**INSTRUCTIONS FOR THE TASK**
After finding the line that contains "Each instance of the lamp post", reproduce it and each line below it through the end of the listing, exactly, with nothing added.

+---+

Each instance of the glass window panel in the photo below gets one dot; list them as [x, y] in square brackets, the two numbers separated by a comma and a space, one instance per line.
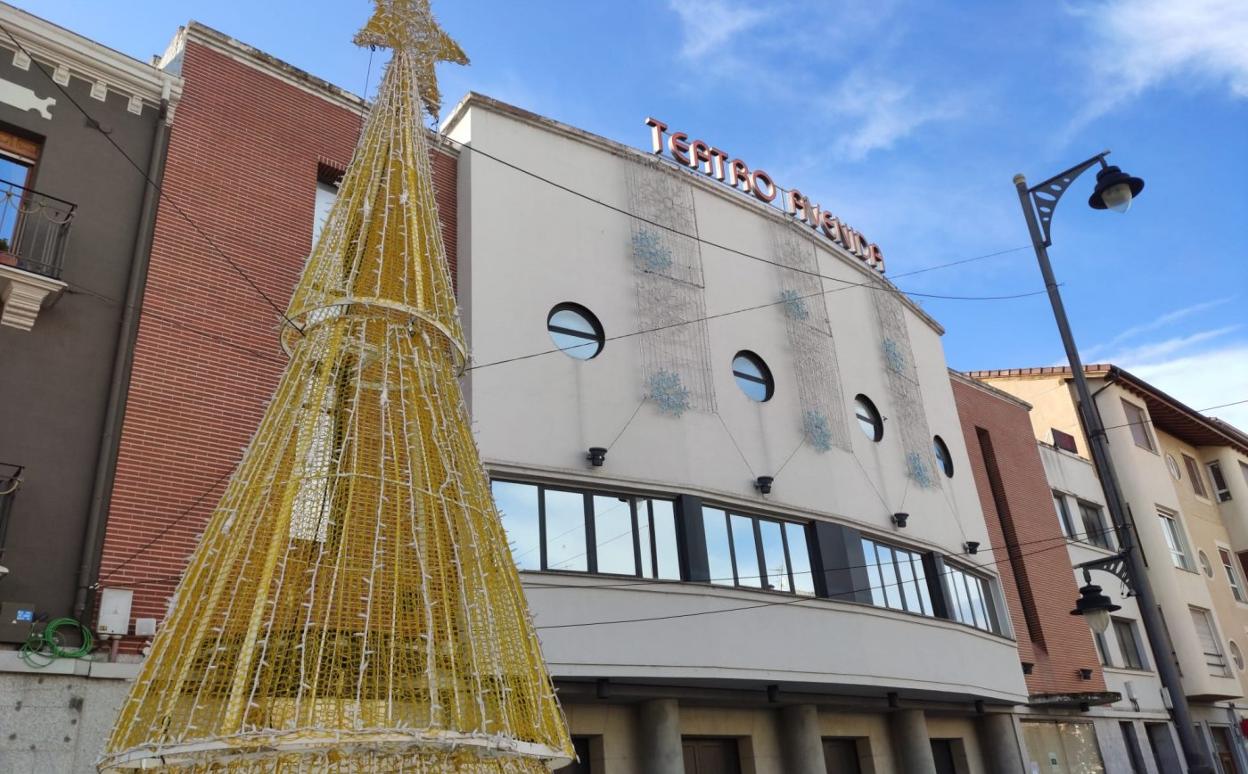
[719, 558]
[909, 588]
[799, 558]
[889, 577]
[613, 533]
[665, 539]
[518, 506]
[644, 537]
[916, 564]
[565, 531]
[872, 572]
[773, 556]
[745, 552]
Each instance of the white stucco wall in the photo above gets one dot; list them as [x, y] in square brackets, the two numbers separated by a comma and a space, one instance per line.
[526, 246]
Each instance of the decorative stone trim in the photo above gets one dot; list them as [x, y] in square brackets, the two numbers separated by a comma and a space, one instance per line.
[23, 295]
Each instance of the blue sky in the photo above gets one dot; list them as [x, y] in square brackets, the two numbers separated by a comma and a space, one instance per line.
[905, 119]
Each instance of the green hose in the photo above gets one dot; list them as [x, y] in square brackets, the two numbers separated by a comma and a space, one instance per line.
[46, 644]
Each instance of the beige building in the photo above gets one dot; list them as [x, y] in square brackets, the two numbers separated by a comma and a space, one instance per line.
[1184, 478]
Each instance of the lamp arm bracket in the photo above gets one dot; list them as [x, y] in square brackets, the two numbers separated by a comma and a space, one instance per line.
[1045, 195]
[1116, 566]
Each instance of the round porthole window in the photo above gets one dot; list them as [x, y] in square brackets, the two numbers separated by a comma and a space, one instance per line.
[942, 456]
[869, 417]
[753, 376]
[575, 331]
[1173, 467]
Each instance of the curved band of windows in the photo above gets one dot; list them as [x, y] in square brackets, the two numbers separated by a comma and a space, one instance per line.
[567, 529]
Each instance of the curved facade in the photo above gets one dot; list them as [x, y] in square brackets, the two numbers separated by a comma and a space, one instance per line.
[677, 602]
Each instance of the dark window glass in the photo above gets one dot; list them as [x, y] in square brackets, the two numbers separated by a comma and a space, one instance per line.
[518, 504]
[575, 331]
[942, 456]
[753, 376]
[867, 417]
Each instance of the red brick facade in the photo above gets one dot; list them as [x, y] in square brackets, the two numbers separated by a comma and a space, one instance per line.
[242, 165]
[1036, 574]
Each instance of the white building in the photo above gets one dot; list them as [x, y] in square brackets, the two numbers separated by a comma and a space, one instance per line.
[692, 622]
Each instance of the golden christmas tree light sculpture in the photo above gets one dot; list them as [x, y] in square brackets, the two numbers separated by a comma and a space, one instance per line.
[352, 604]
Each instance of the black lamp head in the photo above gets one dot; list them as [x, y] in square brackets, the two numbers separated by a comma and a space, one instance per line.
[1115, 190]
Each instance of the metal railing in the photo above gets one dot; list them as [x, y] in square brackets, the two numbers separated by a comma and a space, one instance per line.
[34, 229]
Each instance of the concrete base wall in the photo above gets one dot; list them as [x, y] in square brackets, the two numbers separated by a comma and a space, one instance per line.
[55, 722]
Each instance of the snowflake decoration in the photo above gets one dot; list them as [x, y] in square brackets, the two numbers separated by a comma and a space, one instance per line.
[794, 305]
[649, 251]
[919, 470]
[816, 430]
[892, 356]
[668, 393]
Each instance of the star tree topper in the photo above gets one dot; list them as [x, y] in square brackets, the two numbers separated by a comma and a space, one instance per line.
[408, 26]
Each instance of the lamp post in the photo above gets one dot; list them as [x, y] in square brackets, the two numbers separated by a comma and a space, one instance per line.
[1115, 190]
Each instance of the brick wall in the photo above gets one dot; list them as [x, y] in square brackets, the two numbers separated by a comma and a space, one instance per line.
[242, 164]
[1036, 576]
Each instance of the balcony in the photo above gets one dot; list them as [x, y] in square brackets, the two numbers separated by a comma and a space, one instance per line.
[34, 229]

+---+

**WRITTEN RESPONSE**
Each instance of the lamp post in the photo above gets one dot; list them as [x, y] in square brackets, the two numbers separated by a comma and a space, one instance per line.
[1115, 190]
Each instance of the brick wall in the photo above gets one dot; list them as [x, y] in square brackets, the two numbers separated by a comma and a space, one instance per line.
[242, 164]
[1036, 576]
Each instance of the balcony in the photo above gets one dot; list them as [x, y] in square brackets, the two numbers separated by a comma and a space, one instance per line.
[34, 229]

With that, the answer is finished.